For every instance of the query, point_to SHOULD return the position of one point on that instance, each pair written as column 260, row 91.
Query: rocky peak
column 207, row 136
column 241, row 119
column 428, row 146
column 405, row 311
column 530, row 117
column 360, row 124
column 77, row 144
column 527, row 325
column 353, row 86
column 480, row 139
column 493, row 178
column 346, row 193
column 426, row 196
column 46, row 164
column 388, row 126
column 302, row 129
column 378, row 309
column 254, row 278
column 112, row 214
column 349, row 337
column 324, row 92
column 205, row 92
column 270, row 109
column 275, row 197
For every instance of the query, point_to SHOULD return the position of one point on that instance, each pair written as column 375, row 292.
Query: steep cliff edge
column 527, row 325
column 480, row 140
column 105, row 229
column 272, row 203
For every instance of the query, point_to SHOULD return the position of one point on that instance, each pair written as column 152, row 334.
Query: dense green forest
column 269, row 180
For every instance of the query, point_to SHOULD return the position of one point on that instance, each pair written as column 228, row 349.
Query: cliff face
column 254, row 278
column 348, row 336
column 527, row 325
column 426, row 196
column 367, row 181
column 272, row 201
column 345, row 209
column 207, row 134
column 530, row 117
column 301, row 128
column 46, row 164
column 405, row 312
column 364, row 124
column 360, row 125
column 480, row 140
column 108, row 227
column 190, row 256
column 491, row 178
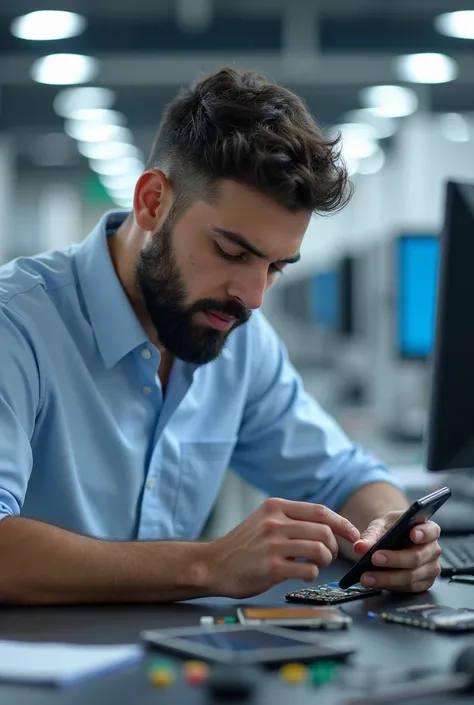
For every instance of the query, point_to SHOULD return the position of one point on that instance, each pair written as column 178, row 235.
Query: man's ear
column 152, row 200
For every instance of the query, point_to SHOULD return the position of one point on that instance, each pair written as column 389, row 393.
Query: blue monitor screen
column 325, row 300
column 417, row 281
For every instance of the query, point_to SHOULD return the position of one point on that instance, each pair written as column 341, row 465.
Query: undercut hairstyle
column 239, row 126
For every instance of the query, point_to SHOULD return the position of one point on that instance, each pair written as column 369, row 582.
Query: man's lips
column 219, row 320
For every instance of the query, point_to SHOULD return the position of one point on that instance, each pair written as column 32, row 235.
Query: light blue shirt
column 87, row 441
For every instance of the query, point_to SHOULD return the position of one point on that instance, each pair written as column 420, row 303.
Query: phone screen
column 285, row 613
column 398, row 536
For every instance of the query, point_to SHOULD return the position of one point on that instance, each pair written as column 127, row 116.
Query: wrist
column 200, row 573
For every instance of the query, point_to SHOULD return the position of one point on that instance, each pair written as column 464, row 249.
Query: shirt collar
column 116, row 327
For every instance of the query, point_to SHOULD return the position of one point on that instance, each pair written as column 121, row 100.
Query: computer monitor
column 450, row 432
column 296, row 303
column 417, row 266
column 325, row 300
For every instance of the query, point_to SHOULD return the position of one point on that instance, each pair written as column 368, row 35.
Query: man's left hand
column 411, row 569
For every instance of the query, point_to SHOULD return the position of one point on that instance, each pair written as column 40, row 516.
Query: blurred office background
column 81, row 96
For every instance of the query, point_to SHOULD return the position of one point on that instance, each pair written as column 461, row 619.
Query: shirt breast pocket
column 202, row 469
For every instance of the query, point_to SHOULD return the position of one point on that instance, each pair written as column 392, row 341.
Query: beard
column 163, row 291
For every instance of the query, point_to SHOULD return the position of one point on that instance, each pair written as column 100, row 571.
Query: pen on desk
column 462, row 579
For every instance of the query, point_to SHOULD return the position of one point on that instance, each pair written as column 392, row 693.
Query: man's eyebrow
column 238, row 239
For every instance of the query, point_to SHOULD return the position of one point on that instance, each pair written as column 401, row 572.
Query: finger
column 408, row 558
column 313, row 551
column 425, row 533
column 370, row 536
column 319, row 514
column 402, row 580
column 308, row 531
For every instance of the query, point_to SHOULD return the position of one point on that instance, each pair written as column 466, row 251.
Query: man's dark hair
column 237, row 125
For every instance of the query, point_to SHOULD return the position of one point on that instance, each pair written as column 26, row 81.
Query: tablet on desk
column 240, row 644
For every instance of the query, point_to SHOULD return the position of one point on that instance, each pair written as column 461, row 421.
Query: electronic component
column 331, row 594
column 238, row 644
column 435, row 617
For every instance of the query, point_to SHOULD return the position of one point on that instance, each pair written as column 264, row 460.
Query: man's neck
column 123, row 253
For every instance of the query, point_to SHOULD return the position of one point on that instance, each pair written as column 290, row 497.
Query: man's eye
column 277, row 269
column 241, row 257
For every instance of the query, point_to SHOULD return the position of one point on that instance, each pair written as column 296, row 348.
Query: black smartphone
column 398, row 536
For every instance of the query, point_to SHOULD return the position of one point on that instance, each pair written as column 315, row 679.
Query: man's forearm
column 43, row 564
column 367, row 503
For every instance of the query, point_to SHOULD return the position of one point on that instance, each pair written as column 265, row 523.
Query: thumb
column 369, row 537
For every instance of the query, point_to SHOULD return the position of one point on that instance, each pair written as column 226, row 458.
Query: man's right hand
column 260, row 552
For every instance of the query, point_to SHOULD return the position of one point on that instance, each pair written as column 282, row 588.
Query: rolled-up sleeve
column 19, row 406
column 288, row 445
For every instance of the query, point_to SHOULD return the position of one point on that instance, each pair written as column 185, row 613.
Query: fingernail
column 379, row 559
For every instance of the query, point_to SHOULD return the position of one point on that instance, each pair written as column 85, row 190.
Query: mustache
column 228, row 308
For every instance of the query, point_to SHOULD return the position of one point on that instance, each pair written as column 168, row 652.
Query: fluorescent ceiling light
column 454, row 127
column 426, row 68
column 120, row 182
column 358, row 140
column 383, row 127
column 125, row 192
column 98, row 115
column 71, row 100
column 389, row 101
column 114, row 167
column 47, row 25
column 64, row 69
column 372, row 164
column 126, row 203
column 96, row 132
column 108, row 150
column 456, row 24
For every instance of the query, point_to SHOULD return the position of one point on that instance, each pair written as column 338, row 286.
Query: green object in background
column 322, row 672
column 94, row 191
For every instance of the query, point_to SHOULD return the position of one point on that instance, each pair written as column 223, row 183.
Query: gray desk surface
column 378, row 646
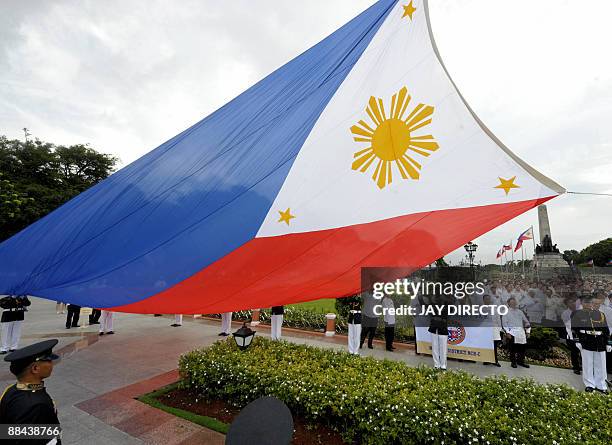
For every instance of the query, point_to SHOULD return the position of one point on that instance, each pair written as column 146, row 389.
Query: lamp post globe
column 244, row 337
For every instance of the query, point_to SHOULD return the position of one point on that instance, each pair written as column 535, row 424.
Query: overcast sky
column 126, row 76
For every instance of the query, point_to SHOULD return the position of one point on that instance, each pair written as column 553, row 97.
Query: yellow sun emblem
column 393, row 141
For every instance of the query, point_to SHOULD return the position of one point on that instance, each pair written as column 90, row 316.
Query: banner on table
column 465, row 341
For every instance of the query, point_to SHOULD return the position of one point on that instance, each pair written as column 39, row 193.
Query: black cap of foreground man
column 27, row 401
column 24, row 357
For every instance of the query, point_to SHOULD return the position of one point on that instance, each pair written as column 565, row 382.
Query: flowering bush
column 374, row 401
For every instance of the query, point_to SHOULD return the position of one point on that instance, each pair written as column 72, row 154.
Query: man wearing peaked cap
column 27, row 402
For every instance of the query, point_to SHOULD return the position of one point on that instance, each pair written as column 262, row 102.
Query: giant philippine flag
column 359, row 152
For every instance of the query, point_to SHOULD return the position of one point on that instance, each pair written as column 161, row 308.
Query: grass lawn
column 323, row 306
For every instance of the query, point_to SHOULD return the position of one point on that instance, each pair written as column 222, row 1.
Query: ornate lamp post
column 244, row 337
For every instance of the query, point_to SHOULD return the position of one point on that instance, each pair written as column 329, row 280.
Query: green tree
column 39, row 176
column 600, row 252
column 571, row 255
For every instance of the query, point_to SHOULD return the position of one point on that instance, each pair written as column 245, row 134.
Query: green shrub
column 385, row 402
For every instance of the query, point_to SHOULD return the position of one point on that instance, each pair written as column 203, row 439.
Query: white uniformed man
column 591, row 328
column 517, row 326
column 389, row 318
column 570, row 341
column 13, row 309
column 106, row 323
column 226, row 324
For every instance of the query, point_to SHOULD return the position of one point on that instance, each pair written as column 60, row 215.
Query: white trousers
column 226, row 322
column 277, row 324
column 106, row 321
column 11, row 334
column 594, row 369
column 438, row 350
column 354, row 338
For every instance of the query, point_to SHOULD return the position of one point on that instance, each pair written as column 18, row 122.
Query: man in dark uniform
column 591, row 329
column 72, row 318
column 27, row 402
column 276, row 322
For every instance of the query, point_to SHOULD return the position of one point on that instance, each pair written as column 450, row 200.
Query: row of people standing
column 13, row 310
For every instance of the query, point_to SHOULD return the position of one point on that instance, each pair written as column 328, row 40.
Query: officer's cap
column 38, row 352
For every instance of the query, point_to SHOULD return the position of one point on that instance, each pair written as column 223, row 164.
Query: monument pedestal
column 550, row 265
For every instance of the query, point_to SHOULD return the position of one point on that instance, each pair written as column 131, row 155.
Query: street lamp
column 470, row 248
column 244, row 337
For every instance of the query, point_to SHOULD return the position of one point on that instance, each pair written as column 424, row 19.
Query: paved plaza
column 146, row 347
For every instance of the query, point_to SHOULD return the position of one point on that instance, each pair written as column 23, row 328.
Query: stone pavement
column 145, row 347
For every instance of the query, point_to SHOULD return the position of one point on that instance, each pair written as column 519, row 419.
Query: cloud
column 127, row 75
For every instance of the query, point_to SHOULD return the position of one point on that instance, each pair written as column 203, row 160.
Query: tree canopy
column 36, row 177
column 600, row 253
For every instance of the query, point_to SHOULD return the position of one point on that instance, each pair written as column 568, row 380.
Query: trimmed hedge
column 374, row 401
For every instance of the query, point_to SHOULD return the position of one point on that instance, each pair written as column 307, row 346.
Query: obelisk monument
column 548, row 261
column 544, row 224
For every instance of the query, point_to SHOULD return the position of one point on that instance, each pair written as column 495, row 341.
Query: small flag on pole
column 527, row 234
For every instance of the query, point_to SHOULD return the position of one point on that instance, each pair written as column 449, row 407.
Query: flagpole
column 535, row 263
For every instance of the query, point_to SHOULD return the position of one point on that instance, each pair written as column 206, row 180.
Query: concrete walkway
column 145, row 347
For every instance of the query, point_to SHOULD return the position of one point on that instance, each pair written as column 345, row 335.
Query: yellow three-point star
column 286, row 216
column 408, row 10
column 507, row 184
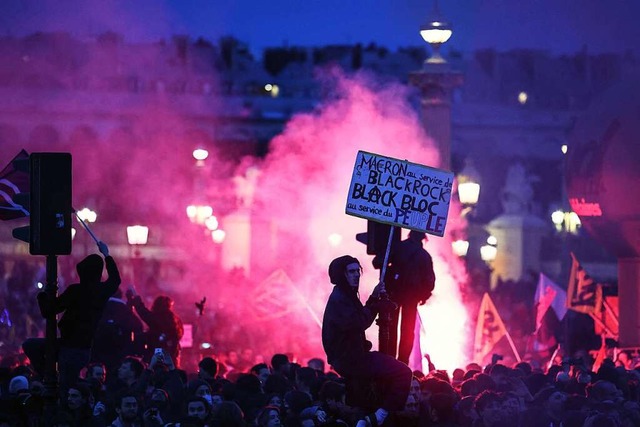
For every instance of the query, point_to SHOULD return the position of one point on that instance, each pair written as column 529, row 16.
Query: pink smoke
column 305, row 179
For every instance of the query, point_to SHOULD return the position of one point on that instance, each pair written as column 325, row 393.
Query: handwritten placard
column 399, row 192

--------------------------------------------------

DESCRIPTION OF THE TASK | Reproduce the listing from the line with "223, row 183." to the line with "column 323, row 306", replacing "flowering bush" with "flowering shrub" and leaving every other line unchanged. Leave out the pictures.

RESPONSE TO THE TASK |
For every instance of the query, point_to SHOULD return the position of one point on that instance, each pair written as column 223, row 183.
Query: gray desk surface
column 378, row 646
For every instance of the query, point_to SHOULD return the position of one point on that instance, each pair written as column 146, row 389.
Query: lamp post globe
column 244, row 337
For every instance of the query, point_to SHOULD return the position of one point on that instance, each pair written as column 535, row 424.
Query: overcast sky
column 126, row 76
For every instance of the query, point_to SHOULD return the position of one point on that instance, each pair written as column 553, row 97.
Query: yellow sun emblem
column 393, row 141
For every instance of the query, point_to SHOULD return the position of one point on that instance, each pair written as column 90, row 316.
Query: banner on table
column 465, row 341
For every instance of the query, point_to SHOULD return the position of one point on that instance, each pair written as column 39, row 193.
Query: black cap of foreground man
column 27, row 401
column 24, row 357
For every instance of the query, point_to SHOULD return the position of one point on that instance, each pair written as column 565, row 382.
Query: flowering shrub
column 374, row 401
For every instance of the query, point_to SHOULD return the position of one point on that instance, each pair written as column 72, row 154.
Query: man wearing peaked cap
column 27, row 402
For every instance of the query, point_to SHOULD return the position of one point on that instance, each pair written as column 262, row 102.
Query: giant philippine flag
column 359, row 152
For every instance of the query, point_to SHOULD return the position of one point on that instance, each pair written as column 161, row 308.
Query: grass lawn
column 323, row 306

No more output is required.